Goal
Repeat the rows below with every "a tab character" replaced by "a comma" and all else unchanged, omitting the pictures.

>> Start Task input

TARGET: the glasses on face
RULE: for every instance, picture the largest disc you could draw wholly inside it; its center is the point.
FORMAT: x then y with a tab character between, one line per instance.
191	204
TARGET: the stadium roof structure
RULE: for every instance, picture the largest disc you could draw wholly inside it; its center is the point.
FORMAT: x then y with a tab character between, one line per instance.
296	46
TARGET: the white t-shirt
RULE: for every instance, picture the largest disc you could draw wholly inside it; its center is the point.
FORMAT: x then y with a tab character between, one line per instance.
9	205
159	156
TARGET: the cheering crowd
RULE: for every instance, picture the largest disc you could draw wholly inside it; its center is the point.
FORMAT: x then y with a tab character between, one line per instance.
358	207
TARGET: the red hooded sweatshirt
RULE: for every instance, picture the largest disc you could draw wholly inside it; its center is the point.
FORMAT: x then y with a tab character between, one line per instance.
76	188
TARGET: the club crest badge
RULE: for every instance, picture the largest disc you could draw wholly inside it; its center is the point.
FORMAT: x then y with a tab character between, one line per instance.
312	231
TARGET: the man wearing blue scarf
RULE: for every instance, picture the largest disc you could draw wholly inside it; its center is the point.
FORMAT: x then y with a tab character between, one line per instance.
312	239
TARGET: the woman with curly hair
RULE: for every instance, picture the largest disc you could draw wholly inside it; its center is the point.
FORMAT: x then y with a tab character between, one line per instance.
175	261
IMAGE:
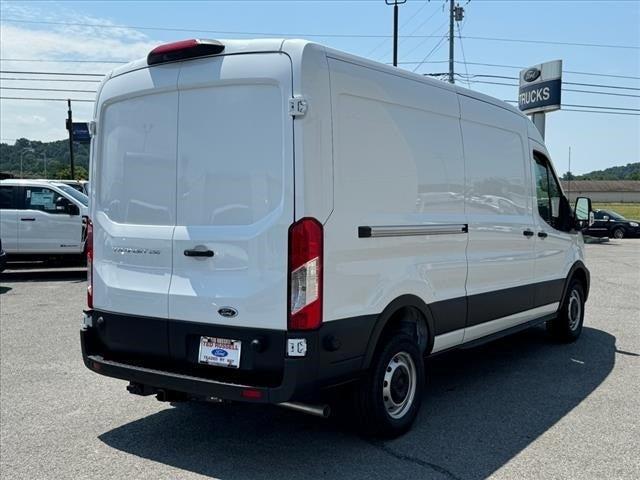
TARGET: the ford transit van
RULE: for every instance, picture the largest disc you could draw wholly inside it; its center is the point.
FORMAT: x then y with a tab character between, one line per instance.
273	218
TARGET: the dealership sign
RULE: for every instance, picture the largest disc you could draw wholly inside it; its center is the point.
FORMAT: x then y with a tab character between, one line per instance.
541	87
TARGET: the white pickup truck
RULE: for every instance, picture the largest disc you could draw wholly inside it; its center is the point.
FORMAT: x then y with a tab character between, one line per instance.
42	219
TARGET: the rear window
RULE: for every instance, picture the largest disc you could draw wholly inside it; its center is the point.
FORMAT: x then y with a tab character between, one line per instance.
72	192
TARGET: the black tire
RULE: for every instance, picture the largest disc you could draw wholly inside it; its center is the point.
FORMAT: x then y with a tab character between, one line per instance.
378	414
567	326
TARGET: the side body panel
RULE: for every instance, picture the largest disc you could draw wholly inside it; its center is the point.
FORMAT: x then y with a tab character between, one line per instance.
398	169
9	218
558	251
499	211
234	191
133	193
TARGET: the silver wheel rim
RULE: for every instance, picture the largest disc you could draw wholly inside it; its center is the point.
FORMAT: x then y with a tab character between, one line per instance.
399	385
574	311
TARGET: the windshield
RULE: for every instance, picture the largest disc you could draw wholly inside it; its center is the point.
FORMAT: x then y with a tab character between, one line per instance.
72	192
614	215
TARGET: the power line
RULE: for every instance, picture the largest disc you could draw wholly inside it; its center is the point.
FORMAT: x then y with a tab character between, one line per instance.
43	60
600	111
47	89
404	24
47	99
516	67
53	73
297	34
564	89
464	58
599	107
72	80
432	51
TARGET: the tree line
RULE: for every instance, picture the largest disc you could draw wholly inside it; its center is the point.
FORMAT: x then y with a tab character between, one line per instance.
630	171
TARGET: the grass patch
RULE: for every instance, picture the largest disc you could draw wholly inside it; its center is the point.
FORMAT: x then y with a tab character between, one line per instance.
627	210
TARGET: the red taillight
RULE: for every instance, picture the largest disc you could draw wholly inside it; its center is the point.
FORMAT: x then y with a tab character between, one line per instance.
305	274
89	248
183	50
251	394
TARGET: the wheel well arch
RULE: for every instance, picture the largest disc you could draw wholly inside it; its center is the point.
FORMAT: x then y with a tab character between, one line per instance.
579	272
407	313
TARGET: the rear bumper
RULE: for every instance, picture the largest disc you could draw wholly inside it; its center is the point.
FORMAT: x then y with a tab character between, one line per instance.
161	355
195	386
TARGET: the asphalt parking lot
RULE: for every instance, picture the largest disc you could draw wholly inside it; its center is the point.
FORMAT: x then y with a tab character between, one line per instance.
521	407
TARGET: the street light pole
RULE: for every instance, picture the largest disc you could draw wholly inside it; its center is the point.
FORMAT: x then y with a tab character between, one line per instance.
24	150
395	4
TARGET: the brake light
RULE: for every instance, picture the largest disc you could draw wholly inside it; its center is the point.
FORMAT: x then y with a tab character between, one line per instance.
305	274
183	50
89	248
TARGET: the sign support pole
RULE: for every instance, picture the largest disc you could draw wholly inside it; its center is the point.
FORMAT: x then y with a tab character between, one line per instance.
539	120
70	128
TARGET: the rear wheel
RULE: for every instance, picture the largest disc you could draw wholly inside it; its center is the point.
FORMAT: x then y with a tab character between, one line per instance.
388	398
618	233
567	326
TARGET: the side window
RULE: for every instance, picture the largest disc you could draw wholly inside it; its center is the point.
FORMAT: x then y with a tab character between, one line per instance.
542	190
548	192
41	198
7	199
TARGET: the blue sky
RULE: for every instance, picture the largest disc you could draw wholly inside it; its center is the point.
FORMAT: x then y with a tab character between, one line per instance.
597	140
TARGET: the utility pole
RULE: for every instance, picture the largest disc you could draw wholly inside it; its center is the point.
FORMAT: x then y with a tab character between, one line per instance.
569	177
395	4
456	12
70	128
451	9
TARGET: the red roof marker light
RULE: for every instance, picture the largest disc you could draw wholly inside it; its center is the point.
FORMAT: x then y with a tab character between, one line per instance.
184	49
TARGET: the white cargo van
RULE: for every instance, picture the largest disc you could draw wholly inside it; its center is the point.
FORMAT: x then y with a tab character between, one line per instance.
41	219
272	218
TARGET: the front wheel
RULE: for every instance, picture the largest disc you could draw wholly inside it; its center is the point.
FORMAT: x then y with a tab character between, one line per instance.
388	398
618	233
567	326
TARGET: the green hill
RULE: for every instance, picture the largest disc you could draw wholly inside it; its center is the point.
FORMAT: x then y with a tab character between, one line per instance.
56	153
630	171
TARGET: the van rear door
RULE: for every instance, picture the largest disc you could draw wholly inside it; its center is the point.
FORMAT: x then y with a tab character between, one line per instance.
133	204
234	200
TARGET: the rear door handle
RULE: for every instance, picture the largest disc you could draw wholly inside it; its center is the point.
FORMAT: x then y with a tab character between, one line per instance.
198	253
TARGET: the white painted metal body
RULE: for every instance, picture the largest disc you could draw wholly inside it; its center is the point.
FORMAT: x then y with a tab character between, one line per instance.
204	154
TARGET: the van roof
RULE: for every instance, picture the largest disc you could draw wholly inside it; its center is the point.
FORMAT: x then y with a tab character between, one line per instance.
295	49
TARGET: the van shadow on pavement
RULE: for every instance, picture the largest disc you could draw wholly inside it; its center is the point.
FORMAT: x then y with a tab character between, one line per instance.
483	406
29	273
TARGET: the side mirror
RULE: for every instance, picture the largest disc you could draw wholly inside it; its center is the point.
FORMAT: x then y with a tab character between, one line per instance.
583	213
73	209
62	204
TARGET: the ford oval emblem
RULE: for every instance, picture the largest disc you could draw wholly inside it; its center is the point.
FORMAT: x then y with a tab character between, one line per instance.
227	312
531	74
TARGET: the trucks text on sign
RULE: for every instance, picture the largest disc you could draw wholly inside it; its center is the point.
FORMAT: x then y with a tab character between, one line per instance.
541	88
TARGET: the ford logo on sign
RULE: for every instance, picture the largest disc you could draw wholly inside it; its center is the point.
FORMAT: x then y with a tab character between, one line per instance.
228	312
531	75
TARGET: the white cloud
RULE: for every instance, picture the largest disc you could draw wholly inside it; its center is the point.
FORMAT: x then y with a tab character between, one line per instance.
44	120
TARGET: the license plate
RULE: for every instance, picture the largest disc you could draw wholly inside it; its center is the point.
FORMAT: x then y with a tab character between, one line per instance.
221	352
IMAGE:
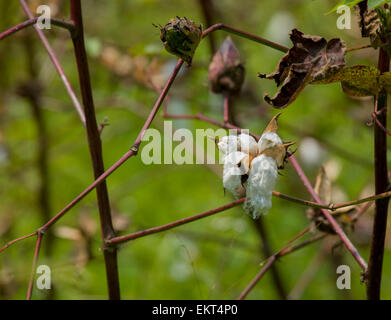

>> End Task input

Exercise answer
TARGET: the glasses on face
RULE: for every instance, picture the largest disc you could draw wholly inside it; its center is the point.
FORMAT: x then y with a comma between, one line per instance.
191	204
TARGET: the stadium roof structure
RULE: for every instance, picture the largest disc you could draw wholly inside it; its center is the point.
FORMAT: x then y with a comma between, one line per instance.
296	46
TARGET: the white t-shirt
RULE: for every instance, picture the largest disc you could draw wholly inside it; its center is the point.
FORMAT: x then y with a comma between, one line per instance.
9	205
159	156
TARGET: the cheering crowd
RULE: for every instance, picture the largest disc you could draw wholly inside it; its center is the point.
FORMAT: x then y with a comma between, one line per instance.
358	207
TARGET: the red hooded sweatshirt
RULE: for every instance, picture the largest disc you could draw wholly inside it; its center is the point.
FORMAT: x then y with a comma between, one line per instance.
76	188
TARGET: the club crest badge
RULE: for every instance, picture the largest disc you could draw wholly inside it; its center is the point.
FORMAT: x then y with a comma between, one line per instance.
312	231
TARGET: the man wearing blue scarf
RULE: for every instance, picture the largest disc you could draw wholly inside it; its center is the point.
FORMAT: x then y with a comma between, one line per instance.
312	239
TARGET: the woman with curly hair
RULE: for every instance, picture the largest disc you could draw wholly inside it; its center is the point.
FORMAT: x then y with a comma between, one line per instance.
175	261
IMAGE:
TARGET: the ford transit van
RULE: for every instance, picture the largest disc you could draw wholly inside it; its center is the point.
FORMAT: x then y with a comma between, one line per instance.
273	218
TARGET: the dealership sign
RULE: for every instance, picture the largest disc you could draw wholly inside it; its center is the point.
FORMAT: x then y with a comma between, one line per instance.
541	87
TARGET: the white pickup truck
RULE: for every instance, picture the largest disc you could draw wholly inside it; its center is the point.
FORMAT: x then y with a comma between, one line per instance.
42	219
TARGET: the rear window
RULE: for every instance, picture the largest disc you could draw wholly inside it; its center is the point.
FORMAT: x then y with a comma between, one line per instance.
72	192
TARGET: the black tire
RULE: for every instance, picture the largest disc you could draw wholly inside it; its center is the point.
FORMAT: x then y with a comma between, one line per instance.
378	414
567	326
TARGET: the side body panel
RULE: for every instance, picture the largest disc you could draw wholly inside it; its center is the point.
FORMAT: x then y with a comma between, one line per instance.
398	169
9	218
558	251
499	211
234	191
133	193
TARGET: the silver wheel rim
RULE: for every instance, picture the largest disc you could draw wholly inside it; its center is the point.
FORMAT: x then y with a comma between, one line per instance.
399	385
574	311
TARGET: the windshield
RULE: for every instance, picture the largest disc you could draw wholly inside it; its center is the point.
FORMAT: x then y with a comma between, one line per instance.
72	192
614	215
TARGET: the power line
RULE: for every instance, picture the largest disc you could draw wholly inside it; its center is the point.
FORMAT: x then y with a comma between, one line per instance.
43	60
600	111
47	89
404	24
47	99
516	67
53	73
297	34
564	89
464	58
599	107
72	80
432	51
TARGET: the tree line
RULE: for every instance, picture the largest disc you could draw wholly inside it; its center is the point.
FORMAT: x then y with a comma between, one line per instance.
630	171
TARGET: the grass patch
RULE: for every instance, picture the largest disc you could draw wholly inside it; its center is the point.
FORMAT: x then y with a comma between, one line per instance.
627	210
TARGET: the red taillight
RULE: for every instance, picture the largest disc you could draw wholly inside it; its center is the point.
FORMAT: x then y with a comma between, one line per instance.
305	274
89	248
183	50
251	394
TARGET: the wheel well arch
RULE: for every instance, picture the largest disc you could draw wholly inside it; its center is the point.
FORMAT: x then y with a comma between, one line per instance.
579	272
407	313
TARGET: the rear bumper
RULE: for every instance, picture the largest disc you could draw wholly inside it; its center is the point.
FORMAT: x then y with a comma between, one line per instance.
161	355
195	386
TARGET: the asphalt parking lot
RULE: for every instance, picture the largest disc you could draw wholly inside it; its center is the point.
FORMAT: x then y with a comma between, one line per instance.
521	407
TARGET: the street light pole
RULE: for every instance, picture the largest disc you could draw wholly inside it; its center is the point.
FORMAT: x then y with a comma between, one line per instance.
24	150
395	4
TARGET: the brake light
RULE: for every instance, picture the largest disc you could draw wholly inside it; its center is the point.
FORMAT: x then y with a comma between, one line per instance.
305	274
183	50
89	248
TARGET: the sign support pole
RULE: for every instance, picture the largest disc you could draw wholly inside it; its center is the point.
FORMAT: x then y with a comma between, one line per instance.
539	120
70	128
TARGET: the rear wheel
RULE: for every instance, picture the largest disc you could draw wholly inside it; its center is the point.
FORMAT: x then y with a comma between, one line per instance.
388	398
618	233
567	326
TARGET: the side window
RULE: for every instance, picture the largest disc you could draw wholly inside it; its center is the point.
FORMAT: x then y with a comma between, one line per instance.
542	190
548	192
41	198
7	199
TARGET: the blue sky
RULE: for every instance, picture the largest disc you could draw wholly inside it; its center is the point.
FORMAT: x then y with a comma between, one line per instance.
597	140
TARGET: the utility pole
RULE: for every instance, picture the largest disc you could draw wholly inside it; its center is the point.
FORMAT: x then y with a comma between, one line per instance.
569	177
395	4
456	12
70	128
451	9
TARGET: the red roof marker light
RULE: for every instance, picture the largest disc you could draw wholly inside it; its center is the point.
FORMAT: x then y with a comma between, one line per instance.
184	49
TARGET: the white cargo van
RULE: for every instance, picture the largest disc you could draw wholly inside it; its center is the point.
FORMAT: x then y with a comma between, one line per instance.
41	219
272	218
TARGET: the front wheel
RULE: for every instance, picture the largest disc you could draw wholly inside it; its center is the point.
FORMAT: x then y with a comma between, one line per instance.
388	398
618	233
567	326
TARGET: the green hill
RULE: for every instance, picture the largest disc you could draw wholly inside it; its center is the point.
FORMAT: x then y with a comma between, one line per instance.
56	153
630	171
TARGET: the van rear door
RULE: for every instance, picture the largest disc you could draw wholly inside it; its center is the point.
FORMAT: x then y with a comma between, one line per instance.
133	204
234	200
TARGET: the rear door handle
RULE: for every instance, picture the largest disc you could draw wholly inside it; its center is the point.
FORMAT: x then y with a comma between, one line per instance.
198	253
TARGET: the white painted metal body
RULE: for every instance, picture the largest disc you could draw wholly inside it; its center is the point.
FORMAT: x then y with a comma between, one line per instance.
204	154
TARGET: the van roof
RULE: for every instance, picture the largest disc you could draw wholly inside it; its center is the point.
FORMAT: x then y with a comma between, one line per instance.
295	49
TARGET: the van shadow on pavement
RULE: for every instance, picture the largest disc you could draw wholly inside it; its center is the point.
FORMAT: x then y with a comma between, one line per instance.
483	406
29	273
TARGET: the side mirror
RULE: for every instance, picture the largest disc you could draw wholly inside it; its center is the point.
FORMAT: x then y with a comma between, one line per instance.
583	213
73	209
62	204
TARGET: the ford oval emblem
RULE: for every instance, picture the largest disc you could draw wholly inside it; its center is the point.
FORMAT: x then y with a comma between, one line per instance.
227	312
531	74
TARGET: the trucks text on sign
RULE: for every instance, picture the largest disc you could draw wholly inside it; its center is the point.
FORMAT: x then y with a comma between, one line per instance.
541	88
TARGET: the ford logo on sign
RULE: for every instance, picture the largest disc you could draw wholly inside it; its center is the point.
FORMAT: x then y with a comma between, one line per instance.
228	312
531	75
TARGET: the white cloud
RULE: for every instance, picture the largest disc you could draw wholly inside it; its center is the point.
FORMAT: x then y with a comma between, one line per instance.
44	120
TARGET: the license plate
RULE: for every instance, picture the largest disc you could draw wholly inside it; its center is the point.
FORMAT: x then y with a comma between, one line per instance.
221	352
IMAGE:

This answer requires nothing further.